— start Supplied entries —

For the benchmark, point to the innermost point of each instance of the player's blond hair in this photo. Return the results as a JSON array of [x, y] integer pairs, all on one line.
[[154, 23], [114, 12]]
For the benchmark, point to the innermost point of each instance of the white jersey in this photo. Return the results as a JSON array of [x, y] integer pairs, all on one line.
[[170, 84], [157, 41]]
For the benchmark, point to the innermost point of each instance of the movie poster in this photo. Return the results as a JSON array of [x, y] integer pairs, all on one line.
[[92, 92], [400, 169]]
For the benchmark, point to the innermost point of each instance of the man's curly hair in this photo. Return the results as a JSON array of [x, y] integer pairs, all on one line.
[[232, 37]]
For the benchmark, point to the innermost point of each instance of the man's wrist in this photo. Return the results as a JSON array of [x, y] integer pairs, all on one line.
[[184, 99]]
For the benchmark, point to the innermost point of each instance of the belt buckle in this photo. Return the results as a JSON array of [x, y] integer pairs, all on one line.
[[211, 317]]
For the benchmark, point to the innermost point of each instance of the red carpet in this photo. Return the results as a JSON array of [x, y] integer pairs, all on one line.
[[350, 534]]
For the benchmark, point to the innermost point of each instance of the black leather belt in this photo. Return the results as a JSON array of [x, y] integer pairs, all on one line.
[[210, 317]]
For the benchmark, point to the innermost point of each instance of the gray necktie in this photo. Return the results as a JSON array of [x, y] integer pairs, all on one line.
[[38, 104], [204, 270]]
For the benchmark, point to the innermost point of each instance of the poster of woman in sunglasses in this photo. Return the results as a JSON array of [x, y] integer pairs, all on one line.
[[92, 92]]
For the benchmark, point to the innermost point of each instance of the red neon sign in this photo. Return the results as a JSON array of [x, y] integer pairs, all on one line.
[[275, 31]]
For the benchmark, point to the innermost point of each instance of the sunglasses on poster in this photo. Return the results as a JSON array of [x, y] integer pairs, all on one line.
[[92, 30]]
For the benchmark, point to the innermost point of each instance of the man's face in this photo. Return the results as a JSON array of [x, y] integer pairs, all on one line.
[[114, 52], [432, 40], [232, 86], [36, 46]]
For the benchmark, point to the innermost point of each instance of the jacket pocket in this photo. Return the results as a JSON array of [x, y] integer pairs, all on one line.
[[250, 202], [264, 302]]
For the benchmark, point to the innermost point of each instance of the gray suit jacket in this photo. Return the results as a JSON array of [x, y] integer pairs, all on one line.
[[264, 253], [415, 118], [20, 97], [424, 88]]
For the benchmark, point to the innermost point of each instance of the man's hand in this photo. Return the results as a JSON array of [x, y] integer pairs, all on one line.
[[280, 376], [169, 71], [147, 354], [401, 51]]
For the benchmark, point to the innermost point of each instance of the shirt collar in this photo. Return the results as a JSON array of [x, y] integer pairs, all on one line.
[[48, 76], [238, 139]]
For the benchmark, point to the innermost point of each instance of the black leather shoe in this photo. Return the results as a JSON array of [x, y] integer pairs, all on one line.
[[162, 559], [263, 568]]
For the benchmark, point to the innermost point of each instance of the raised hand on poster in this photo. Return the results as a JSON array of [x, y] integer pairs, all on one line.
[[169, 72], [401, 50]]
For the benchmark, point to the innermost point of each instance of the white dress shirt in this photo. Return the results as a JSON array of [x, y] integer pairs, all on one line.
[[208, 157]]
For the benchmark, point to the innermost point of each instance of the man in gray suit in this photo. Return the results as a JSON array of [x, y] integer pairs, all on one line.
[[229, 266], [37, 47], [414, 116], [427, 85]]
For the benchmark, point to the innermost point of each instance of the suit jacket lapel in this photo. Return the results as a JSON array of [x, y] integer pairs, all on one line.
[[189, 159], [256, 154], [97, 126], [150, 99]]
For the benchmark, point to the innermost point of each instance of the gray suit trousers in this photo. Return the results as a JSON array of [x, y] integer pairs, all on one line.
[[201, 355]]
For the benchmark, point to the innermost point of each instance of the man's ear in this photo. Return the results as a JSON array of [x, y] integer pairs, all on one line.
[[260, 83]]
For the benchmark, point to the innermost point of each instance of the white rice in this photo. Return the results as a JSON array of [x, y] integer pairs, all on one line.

— end Supplied entries —

_The exercise_: Turn the data above, from the line containing "the white dress" down through the end of the data, into a Markdown table with a Row column holding the row number and a Line column holding the line, leaving out blank lines.

_Result for this task_:
| Row | Line |
|---|---|
| 1 | For the benchmark, point to the innermost point of each instance of the white dress shirt in this photo. Return the results as a JSON array of [x, y] integer pairs, all on one line. |
| 2 | [[208, 157]] |
| 3 | For the benchmark, point to the innermost point of each instance of the man in gray suit in this photo. Return the results as a JSON array of [x, y] integer pairs, all on one line. |
| 4 | [[229, 266], [37, 47], [414, 116], [427, 85]] |
| 5 | For the benchmark, point to the innermost point of each instance of the suit jacket lapel in this photo. Return the results as a JSON array of [x, y] integer pairs, all on one line. |
| 6 | [[189, 159], [256, 154], [97, 126], [150, 99]] |
| 7 | For the benchmark, point to the innermost point of each instance of the gray suit trousers in this photo. Return the results as a JSON array of [x, y] integer pairs, all on one line. |
| 8 | [[201, 355]] |
| 9 | For the benchmark, point to the innermost point of each instance of the man's ear in this photo. Return the results as a JSON array of [x, y] integer pairs, all on one line. |
| 10 | [[260, 83]] |
| 11 | For the benchmark, point to the innermost point of each instance of the white rice in this photo. Return the results as a JSON array of [x, y] integer pairs, all on one line. |